Aim —
Show every line of the listing that contains the string "jacket". Case counts.

Listing —

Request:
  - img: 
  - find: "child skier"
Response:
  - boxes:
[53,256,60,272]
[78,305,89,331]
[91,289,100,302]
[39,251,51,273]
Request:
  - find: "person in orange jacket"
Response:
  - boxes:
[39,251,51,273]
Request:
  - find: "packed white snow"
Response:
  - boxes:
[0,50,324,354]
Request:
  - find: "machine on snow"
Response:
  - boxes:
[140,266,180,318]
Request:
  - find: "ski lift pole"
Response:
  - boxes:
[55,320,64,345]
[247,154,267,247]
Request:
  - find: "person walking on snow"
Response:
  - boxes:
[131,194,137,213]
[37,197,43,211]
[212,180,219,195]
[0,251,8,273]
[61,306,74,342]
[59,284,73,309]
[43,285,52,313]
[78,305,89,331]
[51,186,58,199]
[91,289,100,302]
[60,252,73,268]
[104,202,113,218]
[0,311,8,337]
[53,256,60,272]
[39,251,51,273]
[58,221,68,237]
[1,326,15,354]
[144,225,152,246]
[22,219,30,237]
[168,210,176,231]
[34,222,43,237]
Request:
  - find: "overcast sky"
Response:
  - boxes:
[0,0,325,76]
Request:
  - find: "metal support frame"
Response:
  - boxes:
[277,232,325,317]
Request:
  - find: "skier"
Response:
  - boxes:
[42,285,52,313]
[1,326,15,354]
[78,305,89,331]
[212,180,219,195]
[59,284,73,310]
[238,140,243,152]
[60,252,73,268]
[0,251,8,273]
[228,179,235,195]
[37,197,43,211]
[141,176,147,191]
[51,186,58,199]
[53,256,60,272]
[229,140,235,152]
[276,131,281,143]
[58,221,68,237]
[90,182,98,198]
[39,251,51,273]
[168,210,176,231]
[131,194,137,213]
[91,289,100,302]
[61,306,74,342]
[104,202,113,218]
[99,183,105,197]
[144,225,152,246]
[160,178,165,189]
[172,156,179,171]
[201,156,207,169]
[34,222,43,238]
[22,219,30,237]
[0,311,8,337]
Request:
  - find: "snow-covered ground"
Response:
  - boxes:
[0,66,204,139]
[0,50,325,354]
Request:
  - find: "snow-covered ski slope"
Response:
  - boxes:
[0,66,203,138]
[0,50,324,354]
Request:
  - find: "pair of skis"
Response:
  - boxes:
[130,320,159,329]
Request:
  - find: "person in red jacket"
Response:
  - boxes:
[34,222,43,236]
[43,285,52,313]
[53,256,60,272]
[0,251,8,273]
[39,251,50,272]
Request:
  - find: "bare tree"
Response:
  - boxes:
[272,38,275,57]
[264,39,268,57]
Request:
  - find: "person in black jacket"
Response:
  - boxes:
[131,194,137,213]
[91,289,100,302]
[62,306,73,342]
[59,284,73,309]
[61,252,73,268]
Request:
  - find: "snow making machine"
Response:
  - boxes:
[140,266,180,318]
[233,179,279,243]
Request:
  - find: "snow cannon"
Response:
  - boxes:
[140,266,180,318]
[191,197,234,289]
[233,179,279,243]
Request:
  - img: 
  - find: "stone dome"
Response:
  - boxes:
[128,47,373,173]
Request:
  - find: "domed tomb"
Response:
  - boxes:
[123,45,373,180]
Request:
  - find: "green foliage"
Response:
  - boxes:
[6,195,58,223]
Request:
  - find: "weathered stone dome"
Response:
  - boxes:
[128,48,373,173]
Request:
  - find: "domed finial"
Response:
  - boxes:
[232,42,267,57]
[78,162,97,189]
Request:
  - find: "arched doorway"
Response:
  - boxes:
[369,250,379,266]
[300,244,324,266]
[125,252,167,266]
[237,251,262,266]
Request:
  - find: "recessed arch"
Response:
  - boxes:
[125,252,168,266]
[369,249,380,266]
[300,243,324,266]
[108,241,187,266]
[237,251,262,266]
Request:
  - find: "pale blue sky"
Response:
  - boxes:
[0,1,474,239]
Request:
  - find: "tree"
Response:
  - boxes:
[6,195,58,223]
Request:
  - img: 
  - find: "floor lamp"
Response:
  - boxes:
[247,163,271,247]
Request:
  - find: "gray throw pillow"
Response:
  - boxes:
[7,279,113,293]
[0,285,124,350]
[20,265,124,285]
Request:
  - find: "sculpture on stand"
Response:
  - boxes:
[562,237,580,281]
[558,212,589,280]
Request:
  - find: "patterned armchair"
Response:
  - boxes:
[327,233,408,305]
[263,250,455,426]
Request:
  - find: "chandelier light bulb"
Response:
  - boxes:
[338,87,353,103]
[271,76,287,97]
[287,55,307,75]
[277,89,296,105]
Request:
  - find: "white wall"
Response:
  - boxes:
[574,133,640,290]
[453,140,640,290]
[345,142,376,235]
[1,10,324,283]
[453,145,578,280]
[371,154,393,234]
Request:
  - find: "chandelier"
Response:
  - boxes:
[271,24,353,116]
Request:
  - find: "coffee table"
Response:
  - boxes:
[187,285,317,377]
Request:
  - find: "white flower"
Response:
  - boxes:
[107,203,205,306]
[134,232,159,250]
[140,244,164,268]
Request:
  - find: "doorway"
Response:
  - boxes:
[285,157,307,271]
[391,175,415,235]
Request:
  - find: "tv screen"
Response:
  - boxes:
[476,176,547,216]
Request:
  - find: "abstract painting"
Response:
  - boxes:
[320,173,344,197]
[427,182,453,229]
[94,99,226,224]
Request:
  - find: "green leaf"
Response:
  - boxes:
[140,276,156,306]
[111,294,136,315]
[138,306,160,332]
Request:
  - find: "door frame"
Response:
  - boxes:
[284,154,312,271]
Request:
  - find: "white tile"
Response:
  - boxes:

Response below —
  - find: "person in orange jacket"
  - find: "person in red jacket"
  - find: "person in black jacket"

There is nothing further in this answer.